DATA: Begin

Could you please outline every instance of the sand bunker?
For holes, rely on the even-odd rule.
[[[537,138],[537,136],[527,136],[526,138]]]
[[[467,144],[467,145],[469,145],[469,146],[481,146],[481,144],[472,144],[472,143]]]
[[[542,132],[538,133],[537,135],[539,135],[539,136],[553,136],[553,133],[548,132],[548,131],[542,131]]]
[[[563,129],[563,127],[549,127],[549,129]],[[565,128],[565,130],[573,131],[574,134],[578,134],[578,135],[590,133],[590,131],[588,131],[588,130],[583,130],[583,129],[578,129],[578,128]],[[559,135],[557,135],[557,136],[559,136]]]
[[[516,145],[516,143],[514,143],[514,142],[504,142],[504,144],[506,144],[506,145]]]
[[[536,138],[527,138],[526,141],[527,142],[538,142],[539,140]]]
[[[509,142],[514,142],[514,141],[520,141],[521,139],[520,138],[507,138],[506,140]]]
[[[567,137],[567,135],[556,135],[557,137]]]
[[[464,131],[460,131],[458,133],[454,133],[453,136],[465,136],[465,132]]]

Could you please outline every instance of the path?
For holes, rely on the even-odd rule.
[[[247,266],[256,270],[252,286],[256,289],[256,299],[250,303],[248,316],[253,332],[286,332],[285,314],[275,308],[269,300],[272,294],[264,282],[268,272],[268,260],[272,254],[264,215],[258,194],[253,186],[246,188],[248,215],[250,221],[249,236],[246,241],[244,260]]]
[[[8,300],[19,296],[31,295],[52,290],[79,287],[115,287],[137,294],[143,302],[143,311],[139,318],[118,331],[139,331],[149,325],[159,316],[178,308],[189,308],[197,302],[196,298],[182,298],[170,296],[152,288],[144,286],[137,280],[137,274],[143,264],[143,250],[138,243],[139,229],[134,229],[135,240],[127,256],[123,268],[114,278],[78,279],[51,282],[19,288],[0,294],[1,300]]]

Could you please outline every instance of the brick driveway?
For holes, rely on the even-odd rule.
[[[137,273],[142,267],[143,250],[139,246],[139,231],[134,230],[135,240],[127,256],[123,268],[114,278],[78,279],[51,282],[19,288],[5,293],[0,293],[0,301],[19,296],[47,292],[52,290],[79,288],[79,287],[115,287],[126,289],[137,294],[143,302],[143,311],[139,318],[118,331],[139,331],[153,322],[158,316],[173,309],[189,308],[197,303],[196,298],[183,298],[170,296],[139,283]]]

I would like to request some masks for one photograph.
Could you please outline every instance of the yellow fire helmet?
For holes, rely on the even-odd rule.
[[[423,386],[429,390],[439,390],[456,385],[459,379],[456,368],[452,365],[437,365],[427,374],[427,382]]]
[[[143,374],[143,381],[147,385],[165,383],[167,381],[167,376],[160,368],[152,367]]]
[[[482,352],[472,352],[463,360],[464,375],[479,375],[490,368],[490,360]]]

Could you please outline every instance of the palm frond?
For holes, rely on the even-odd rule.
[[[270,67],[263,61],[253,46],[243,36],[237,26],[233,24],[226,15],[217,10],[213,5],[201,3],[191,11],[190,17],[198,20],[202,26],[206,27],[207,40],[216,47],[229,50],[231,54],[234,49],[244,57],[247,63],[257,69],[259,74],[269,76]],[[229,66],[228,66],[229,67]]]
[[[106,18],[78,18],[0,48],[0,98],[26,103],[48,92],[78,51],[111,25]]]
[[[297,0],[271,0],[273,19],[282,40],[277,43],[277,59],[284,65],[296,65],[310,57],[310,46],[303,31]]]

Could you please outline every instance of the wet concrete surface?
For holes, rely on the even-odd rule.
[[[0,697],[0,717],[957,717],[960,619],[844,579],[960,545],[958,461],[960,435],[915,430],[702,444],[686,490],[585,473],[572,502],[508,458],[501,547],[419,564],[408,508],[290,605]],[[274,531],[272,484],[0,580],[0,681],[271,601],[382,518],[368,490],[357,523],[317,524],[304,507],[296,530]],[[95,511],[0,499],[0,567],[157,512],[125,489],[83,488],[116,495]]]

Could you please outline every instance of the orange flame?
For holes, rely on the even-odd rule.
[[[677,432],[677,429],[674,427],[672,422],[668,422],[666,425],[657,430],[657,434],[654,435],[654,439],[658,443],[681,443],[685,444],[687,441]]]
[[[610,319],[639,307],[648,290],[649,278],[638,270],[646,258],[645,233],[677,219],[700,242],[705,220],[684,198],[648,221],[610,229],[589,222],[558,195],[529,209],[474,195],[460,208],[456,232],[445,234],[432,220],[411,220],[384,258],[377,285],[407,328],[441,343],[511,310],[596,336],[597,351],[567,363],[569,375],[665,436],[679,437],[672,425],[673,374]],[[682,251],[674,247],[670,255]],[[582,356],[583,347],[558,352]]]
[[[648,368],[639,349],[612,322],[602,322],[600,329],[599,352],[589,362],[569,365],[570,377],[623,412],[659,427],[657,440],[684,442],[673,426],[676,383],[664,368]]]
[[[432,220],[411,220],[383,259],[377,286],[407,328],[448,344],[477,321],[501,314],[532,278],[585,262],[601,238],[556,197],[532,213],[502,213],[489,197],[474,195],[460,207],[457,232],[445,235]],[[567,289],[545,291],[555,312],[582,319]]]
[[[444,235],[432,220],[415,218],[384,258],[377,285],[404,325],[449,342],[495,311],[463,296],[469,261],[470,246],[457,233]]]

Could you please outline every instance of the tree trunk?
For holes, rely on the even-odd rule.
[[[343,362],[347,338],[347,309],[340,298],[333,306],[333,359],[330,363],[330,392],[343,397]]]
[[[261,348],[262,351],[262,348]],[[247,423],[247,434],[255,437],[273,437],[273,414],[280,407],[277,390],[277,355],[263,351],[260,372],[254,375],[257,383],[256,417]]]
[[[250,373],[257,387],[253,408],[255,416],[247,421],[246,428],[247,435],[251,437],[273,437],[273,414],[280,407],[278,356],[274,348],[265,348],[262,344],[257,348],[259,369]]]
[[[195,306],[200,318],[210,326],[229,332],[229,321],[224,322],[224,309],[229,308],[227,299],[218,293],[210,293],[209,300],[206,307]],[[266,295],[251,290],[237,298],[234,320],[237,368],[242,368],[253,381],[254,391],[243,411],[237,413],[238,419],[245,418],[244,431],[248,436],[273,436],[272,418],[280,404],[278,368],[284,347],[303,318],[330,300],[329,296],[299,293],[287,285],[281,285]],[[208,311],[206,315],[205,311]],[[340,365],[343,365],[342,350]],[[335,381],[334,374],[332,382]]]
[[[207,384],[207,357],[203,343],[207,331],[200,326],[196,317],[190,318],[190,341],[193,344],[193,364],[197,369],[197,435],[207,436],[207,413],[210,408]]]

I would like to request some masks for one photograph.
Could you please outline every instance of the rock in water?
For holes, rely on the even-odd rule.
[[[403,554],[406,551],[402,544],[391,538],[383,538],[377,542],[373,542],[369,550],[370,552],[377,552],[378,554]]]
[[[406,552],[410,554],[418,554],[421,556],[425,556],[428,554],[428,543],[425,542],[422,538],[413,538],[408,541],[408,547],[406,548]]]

DATA: End

§ **TASK TO CARRY OUT**
Every record listed above needs to be written out again exactly.

§ **RESULT**
Could you please outline every instance of the sand bunker?
For holes, rely on the even-odd rule.
[[[537,138],[537,136],[527,136],[526,138]]]
[[[467,144],[467,145],[469,145],[469,146],[481,146],[481,144],[472,144],[472,143]]]
[[[542,132],[538,133],[537,135],[539,135],[539,136],[553,136],[553,133],[548,132],[548,131],[542,131]]]
[[[563,129],[563,127],[549,127],[549,129]],[[565,128],[565,130],[573,131],[574,134],[578,134],[578,135],[590,133],[590,131],[588,131],[588,130],[583,130],[583,129],[578,129],[578,128]],[[559,135],[557,135],[557,136],[559,136]]]
[[[516,145],[516,143],[514,143],[514,142],[504,142],[504,144],[506,144],[506,145]]]
[[[536,138],[527,138],[526,141],[527,142],[538,142],[539,140]]]
[[[509,142],[514,142],[514,141],[520,141],[521,139],[520,138],[507,138],[506,140]]]
[[[567,137],[567,135],[556,135],[557,137]]]
[[[464,131],[460,131],[458,133],[454,133],[453,136],[465,136],[465,132]]]

Could you please outline every instance of the path?
For holes, rely on the even-odd rule.
[[[247,266],[256,270],[252,286],[256,289],[256,299],[250,303],[248,316],[253,332],[286,332],[285,314],[275,308],[269,300],[272,294],[264,282],[268,272],[268,260],[272,254],[264,215],[258,194],[253,186],[246,188],[248,215],[250,221],[249,236],[246,241],[244,260]]]
[[[8,300],[19,296],[31,295],[52,290],[79,287],[115,287],[137,294],[143,302],[143,311],[139,318],[118,331],[139,331],[149,325],[159,316],[178,308],[189,308],[197,302],[196,298],[182,298],[170,296],[152,288],[144,286],[137,280],[137,274],[143,264],[143,250],[138,243],[139,229],[134,229],[135,240],[127,256],[123,268],[114,278],[78,279],[51,282],[19,288],[0,294],[1,300]]]

Could you please outline every instance of the brick driveway?
For holes, rely on the even-odd rule.
[[[137,273],[142,267],[143,250],[139,246],[139,231],[134,230],[135,240],[127,256],[123,268],[114,278],[78,279],[51,282],[19,288],[5,293],[0,293],[0,301],[19,296],[47,292],[52,290],[79,288],[79,287],[115,287],[126,289],[137,294],[143,302],[143,311],[139,318],[118,331],[139,331],[153,322],[158,316],[173,309],[189,308],[197,303],[196,298],[183,298],[170,296],[139,283]]]

I would like to request some masks for one photograph.
Could you please outline every instance of the yellow fire helmet?
For holes, rely on the even-odd rule.
[[[423,386],[429,390],[439,390],[456,385],[459,379],[456,368],[452,365],[437,365],[427,374],[427,382]]]
[[[143,374],[143,381],[147,385],[165,383],[167,381],[167,376],[160,368],[152,367]]]
[[[482,352],[472,352],[463,360],[464,375],[479,375],[490,368],[490,360]]]

Could you please outline every instance of the palm frond?
For holes, rely on the even-odd rule.
[[[270,67],[263,61],[253,46],[243,36],[237,26],[233,24],[226,15],[217,10],[213,5],[201,3],[191,11],[190,17],[198,20],[202,26],[206,27],[207,40],[216,47],[229,50],[231,54],[234,49],[244,57],[247,63],[257,69],[259,74],[269,76]],[[229,66],[228,66],[229,67]]]
[[[106,18],[78,18],[0,48],[0,98],[26,103],[48,92],[78,51],[111,25]]]
[[[297,0],[271,0],[273,19],[282,40],[277,43],[277,59],[284,65],[296,65],[310,57],[310,46],[303,31]]]

Could you please outline every instance of the wet concrete surface?
For holes, rely on the even-odd rule.
[[[0,697],[0,717],[957,717],[960,619],[844,579],[960,545],[958,461],[960,435],[915,430],[702,444],[686,490],[585,473],[572,502],[508,458],[501,547],[419,564],[408,508],[290,605]],[[274,531],[272,484],[0,580],[0,681],[271,601],[382,518],[368,490],[357,523],[317,524],[304,507],[296,530]],[[95,511],[0,499],[0,567],[157,512],[125,489],[83,488],[116,495]]]

Could you please outline every instance of the orange flame?
For holes, rely on the even-odd rule.
[[[677,432],[677,429],[674,427],[672,422],[668,422],[666,425],[657,430],[657,434],[654,435],[654,439],[658,443],[681,443],[685,444],[687,441]]]
[[[610,319],[639,307],[648,290],[649,278],[638,270],[646,258],[645,233],[677,219],[700,242],[705,220],[684,198],[648,221],[610,229],[589,222],[558,195],[529,209],[474,195],[460,208],[456,232],[445,234],[432,220],[411,220],[384,258],[377,285],[407,328],[441,343],[511,310],[596,336],[597,351],[567,363],[569,375],[665,436],[679,437],[672,425],[673,374]],[[682,251],[674,247],[670,255]],[[582,356],[583,347],[558,352]]]
[[[648,368],[639,349],[612,322],[602,322],[600,329],[599,352],[589,362],[569,365],[570,377],[623,412],[659,427],[657,440],[684,442],[673,426],[676,383],[664,368]]]
[[[432,220],[411,220],[383,259],[377,286],[407,328],[448,344],[477,321],[501,314],[532,278],[585,262],[601,238],[556,197],[532,213],[502,213],[489,197],[474,195],[460,207],[457,232],[445,235]],[[567,289],[545,291],[555,312],[582,319]]]
[[[444,235],[432,220],[415,218],[384,258],[377,285],[404,325],[449,342],[495,311],[463,296],[469,261],[470,246],[457,233]]]

Could you please outline every instance of the tree trunk?
For holes, rely on the even-odd rule.
[[[343,362],[347,338],[347,309],[340,298],[333,306],[333,359],[330,363],[330,392],[343,397]]]
[[[261,348],[262,351],[262,348]],[[247,423],[247,434],[255,437],[273,437],[273,414],[280,407],[277,390],[277,355],[263,351],[260,372],[254,375],[257,383],[256,417]]]
[[[250,373],[257,387],[253,408],[255,416],[247,421],[246,428],[247,435],[251,437],[273,437],[273,414],[280,407],[278,356],[274,348],[265,348],[262,344],[257,348],[259,369]]]
[[[195,306],[200,318],[210,326],[229,332],[229,321],[224,322],[224,309],[229,308],[227,299],[218,293],[210,293],[209,300],[206,307]],[[266,295],[251,290],[237,298],[234,320],[237,368],[242,368],[253,381],[254,391],[243,411],[237,413],[238,419],[245,418],[244,431],[248,436],[273,436],[272,418],[280,404],[278,368],[284,347],[303,318],[330,300],[329,296],[299,293],[287,285],[281,285]],[[208,311],[206,315],[205,311]],[[340,365],[343,365],[342,350]],[[335,381],[334,374],[332,382]]]
[[[207,384],[207,357],[203,343],[207,331],[200,326],[196,317],[190,318],[190,341],[193,344],[193,364],[197,369],[197,435],[207,436],[207,413],[210,408]]]

I would like to request some masks for one photograph.
Could you please outline every instance of the rock in water?
For holes, rely on the even-odd rule.
[[[403,554],[406,551],[402,544],[391,538],[383,538],[377,542],[373,542],[369,550],[370,552],[377,552],[378,554]]]
[[[406,552],[410,554],[418,554],[421,556],[425,556],[428,554],[428,543],[425,542],[422,538],[413,538],[408,541],[408,547],[406,548]]]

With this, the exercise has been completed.